TRY IT:
Starting at the line that holds "positive clicks: (236, 61)" and stopping at the line that holds "positive clicks: (230, 13)", restate the records below word for word, with both of those lines included.

RECORDS FOR THE TASK:
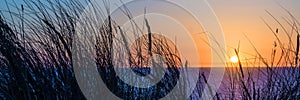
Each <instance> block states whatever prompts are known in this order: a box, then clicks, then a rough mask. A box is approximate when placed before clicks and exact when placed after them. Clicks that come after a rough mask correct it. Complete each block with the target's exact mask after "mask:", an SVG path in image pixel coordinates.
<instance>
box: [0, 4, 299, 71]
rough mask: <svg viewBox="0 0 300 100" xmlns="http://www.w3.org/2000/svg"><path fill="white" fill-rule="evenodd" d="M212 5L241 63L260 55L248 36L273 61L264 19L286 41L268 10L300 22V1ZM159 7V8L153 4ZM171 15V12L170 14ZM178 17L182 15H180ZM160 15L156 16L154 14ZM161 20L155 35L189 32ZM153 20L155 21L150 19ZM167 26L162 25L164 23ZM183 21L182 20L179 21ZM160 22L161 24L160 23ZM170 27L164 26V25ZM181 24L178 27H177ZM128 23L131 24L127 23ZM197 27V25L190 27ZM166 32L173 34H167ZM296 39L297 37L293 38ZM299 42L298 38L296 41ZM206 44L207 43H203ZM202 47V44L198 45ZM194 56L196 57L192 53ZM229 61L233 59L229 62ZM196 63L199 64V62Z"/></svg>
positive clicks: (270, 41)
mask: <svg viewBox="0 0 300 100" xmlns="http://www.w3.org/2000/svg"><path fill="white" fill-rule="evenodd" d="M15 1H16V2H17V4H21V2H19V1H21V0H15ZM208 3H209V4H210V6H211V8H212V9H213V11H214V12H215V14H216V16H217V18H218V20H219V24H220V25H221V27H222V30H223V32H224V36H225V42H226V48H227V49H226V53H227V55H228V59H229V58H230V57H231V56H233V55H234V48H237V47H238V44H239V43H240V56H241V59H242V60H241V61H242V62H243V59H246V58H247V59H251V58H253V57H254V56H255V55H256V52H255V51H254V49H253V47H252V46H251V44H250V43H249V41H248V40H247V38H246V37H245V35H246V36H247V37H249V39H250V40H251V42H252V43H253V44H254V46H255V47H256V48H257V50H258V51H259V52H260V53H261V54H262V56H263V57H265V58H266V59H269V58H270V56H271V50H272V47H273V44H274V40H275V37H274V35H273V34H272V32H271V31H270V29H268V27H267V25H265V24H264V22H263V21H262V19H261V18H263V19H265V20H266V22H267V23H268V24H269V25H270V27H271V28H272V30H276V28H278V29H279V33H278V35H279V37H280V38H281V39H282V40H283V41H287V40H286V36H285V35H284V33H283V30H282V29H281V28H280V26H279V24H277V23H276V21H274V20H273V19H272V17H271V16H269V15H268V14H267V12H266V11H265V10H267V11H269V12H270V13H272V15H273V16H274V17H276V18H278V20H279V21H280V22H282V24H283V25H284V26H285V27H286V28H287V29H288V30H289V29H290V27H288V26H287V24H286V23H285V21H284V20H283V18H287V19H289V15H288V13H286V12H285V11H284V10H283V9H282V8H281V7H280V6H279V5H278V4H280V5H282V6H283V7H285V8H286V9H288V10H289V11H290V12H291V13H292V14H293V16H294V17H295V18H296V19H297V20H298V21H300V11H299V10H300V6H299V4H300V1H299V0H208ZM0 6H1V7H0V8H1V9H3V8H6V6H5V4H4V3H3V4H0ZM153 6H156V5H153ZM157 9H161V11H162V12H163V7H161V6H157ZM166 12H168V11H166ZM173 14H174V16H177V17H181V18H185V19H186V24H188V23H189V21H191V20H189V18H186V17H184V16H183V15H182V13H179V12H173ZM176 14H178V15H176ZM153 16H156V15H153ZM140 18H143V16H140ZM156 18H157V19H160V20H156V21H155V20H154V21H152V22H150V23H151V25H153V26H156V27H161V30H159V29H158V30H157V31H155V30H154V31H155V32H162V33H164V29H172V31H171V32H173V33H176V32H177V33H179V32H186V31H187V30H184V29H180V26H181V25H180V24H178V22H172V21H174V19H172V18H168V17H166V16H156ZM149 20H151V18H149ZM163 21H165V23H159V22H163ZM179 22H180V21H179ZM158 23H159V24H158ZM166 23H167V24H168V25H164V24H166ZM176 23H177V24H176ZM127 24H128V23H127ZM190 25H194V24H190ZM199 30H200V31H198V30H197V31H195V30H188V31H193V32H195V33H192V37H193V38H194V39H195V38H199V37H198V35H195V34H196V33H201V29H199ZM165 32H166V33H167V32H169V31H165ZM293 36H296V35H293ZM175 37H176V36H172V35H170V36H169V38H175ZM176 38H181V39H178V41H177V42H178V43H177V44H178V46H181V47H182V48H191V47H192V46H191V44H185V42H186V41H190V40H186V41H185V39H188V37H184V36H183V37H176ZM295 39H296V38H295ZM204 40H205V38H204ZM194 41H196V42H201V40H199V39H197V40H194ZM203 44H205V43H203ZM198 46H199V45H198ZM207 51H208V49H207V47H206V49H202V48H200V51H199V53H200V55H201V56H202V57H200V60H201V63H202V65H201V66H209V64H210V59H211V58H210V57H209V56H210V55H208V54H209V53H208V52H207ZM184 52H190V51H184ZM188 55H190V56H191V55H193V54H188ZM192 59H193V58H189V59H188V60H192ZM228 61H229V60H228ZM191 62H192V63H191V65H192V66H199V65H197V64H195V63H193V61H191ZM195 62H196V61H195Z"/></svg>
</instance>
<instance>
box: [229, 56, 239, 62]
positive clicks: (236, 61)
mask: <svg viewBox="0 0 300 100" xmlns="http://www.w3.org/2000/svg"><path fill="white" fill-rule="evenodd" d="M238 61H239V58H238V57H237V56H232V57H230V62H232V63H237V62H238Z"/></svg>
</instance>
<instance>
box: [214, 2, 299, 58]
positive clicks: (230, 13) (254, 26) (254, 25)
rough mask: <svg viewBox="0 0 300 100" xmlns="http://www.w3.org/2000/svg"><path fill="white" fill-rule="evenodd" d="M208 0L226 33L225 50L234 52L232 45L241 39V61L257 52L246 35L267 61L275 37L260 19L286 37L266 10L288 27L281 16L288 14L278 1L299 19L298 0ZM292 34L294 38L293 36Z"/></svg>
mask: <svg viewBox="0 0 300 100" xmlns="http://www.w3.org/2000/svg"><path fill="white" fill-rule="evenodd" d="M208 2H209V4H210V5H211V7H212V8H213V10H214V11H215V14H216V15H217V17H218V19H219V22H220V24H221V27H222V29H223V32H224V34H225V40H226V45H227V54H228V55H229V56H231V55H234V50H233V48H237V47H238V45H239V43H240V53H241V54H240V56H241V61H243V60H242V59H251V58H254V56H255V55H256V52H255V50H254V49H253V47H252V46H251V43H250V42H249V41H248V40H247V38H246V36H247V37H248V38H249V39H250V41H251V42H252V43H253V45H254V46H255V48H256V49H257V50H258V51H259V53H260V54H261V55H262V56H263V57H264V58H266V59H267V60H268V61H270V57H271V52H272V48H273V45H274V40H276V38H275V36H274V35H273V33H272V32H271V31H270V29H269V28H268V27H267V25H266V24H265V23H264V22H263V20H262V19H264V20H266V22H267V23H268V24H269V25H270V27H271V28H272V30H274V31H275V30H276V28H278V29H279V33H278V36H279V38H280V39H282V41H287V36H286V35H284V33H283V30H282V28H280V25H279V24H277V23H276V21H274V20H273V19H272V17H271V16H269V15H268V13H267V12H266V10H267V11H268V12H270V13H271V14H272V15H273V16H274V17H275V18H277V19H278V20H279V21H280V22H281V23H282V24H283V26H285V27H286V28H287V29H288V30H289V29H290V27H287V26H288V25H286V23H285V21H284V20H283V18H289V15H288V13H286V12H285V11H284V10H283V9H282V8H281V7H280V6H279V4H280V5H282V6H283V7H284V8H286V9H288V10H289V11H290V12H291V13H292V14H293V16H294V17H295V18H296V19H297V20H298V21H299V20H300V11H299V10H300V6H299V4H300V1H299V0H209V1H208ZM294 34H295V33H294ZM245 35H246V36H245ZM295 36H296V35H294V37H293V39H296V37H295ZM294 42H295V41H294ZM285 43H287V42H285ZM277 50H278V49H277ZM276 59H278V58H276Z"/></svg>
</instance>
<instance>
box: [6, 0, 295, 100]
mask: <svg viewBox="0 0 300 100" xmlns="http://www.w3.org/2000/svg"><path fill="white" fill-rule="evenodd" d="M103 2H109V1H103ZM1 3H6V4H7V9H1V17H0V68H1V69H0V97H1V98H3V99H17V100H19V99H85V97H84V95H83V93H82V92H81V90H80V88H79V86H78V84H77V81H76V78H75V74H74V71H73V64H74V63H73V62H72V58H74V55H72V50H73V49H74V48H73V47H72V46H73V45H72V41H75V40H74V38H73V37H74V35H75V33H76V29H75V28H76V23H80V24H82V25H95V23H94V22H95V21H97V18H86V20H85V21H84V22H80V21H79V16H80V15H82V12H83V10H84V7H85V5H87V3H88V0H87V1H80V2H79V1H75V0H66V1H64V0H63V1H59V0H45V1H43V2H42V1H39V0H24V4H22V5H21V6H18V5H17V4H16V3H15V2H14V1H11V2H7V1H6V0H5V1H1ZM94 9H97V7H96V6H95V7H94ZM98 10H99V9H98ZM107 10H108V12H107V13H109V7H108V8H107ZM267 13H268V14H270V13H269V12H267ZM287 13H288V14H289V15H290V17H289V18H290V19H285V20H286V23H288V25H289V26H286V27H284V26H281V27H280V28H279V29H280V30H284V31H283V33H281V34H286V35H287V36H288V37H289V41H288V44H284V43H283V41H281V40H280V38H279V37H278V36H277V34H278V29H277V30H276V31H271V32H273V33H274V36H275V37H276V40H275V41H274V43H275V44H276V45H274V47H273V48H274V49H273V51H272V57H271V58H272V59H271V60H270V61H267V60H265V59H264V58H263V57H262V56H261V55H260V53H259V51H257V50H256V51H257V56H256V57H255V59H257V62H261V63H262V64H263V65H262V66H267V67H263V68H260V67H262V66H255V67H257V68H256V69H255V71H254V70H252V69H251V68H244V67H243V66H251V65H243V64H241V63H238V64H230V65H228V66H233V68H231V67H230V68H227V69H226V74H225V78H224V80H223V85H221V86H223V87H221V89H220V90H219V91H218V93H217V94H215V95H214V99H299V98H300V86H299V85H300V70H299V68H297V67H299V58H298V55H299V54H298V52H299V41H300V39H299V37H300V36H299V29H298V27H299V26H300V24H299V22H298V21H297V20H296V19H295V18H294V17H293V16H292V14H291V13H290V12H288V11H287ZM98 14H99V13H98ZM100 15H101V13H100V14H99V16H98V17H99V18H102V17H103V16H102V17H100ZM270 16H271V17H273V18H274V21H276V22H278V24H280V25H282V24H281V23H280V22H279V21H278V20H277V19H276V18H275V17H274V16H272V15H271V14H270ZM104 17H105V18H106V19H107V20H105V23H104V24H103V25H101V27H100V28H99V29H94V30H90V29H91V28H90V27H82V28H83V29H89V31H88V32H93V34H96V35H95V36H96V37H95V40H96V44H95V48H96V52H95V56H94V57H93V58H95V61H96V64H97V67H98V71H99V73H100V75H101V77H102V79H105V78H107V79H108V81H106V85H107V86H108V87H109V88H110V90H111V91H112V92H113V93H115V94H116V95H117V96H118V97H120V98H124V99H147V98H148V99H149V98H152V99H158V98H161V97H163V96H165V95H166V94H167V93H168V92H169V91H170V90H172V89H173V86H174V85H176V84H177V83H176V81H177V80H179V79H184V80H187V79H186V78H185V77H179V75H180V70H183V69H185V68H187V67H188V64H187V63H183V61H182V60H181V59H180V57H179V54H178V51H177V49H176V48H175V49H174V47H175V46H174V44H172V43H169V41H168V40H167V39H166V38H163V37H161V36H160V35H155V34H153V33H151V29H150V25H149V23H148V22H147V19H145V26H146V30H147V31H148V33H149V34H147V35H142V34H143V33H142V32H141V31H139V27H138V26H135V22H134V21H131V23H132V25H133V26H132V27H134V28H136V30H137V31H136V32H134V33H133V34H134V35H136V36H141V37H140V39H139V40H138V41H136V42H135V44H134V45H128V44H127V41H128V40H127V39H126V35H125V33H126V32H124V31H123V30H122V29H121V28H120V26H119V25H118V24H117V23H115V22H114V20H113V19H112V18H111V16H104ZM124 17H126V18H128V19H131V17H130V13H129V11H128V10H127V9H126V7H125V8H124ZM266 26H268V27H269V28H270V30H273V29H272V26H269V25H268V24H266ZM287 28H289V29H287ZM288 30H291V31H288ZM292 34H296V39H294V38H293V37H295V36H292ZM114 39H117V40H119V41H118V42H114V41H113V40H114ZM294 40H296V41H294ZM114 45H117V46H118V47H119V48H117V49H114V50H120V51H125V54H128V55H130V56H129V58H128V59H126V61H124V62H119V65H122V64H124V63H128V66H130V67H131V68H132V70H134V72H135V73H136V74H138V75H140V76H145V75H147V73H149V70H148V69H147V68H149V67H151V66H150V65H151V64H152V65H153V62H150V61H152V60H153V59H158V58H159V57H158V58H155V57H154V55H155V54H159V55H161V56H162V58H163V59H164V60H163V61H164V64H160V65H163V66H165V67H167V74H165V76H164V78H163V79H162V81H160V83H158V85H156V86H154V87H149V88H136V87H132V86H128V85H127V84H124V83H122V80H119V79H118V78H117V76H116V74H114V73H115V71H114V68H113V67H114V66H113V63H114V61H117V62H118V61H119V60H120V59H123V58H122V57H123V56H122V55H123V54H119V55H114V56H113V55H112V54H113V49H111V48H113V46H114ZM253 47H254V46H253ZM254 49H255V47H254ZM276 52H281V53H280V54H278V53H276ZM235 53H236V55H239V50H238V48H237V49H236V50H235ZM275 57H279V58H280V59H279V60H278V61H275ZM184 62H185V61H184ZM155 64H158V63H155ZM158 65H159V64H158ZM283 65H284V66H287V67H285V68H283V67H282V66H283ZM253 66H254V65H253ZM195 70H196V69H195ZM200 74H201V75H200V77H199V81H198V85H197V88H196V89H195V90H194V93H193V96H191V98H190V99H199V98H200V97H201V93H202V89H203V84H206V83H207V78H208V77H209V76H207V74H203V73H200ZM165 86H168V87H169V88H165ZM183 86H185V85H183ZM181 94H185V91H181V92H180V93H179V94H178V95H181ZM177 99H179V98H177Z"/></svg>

REPLY TO THE EXERCISE:
positive clicks: (236, 61)
mask: <svg viewBox="0 0 300 100" xmlns="http://www.w3.org/2000/svg"><path fill="white" fill-rule="evenodd" d="M238 61H239V58H238V57H237V56H232V57H230V62H232V63H237V62H238Z"/></svg>
</instance>
<instance>
box: [214, 2, 299, 58]
positive clicks: (230, 13) (254, 26) (254, 25)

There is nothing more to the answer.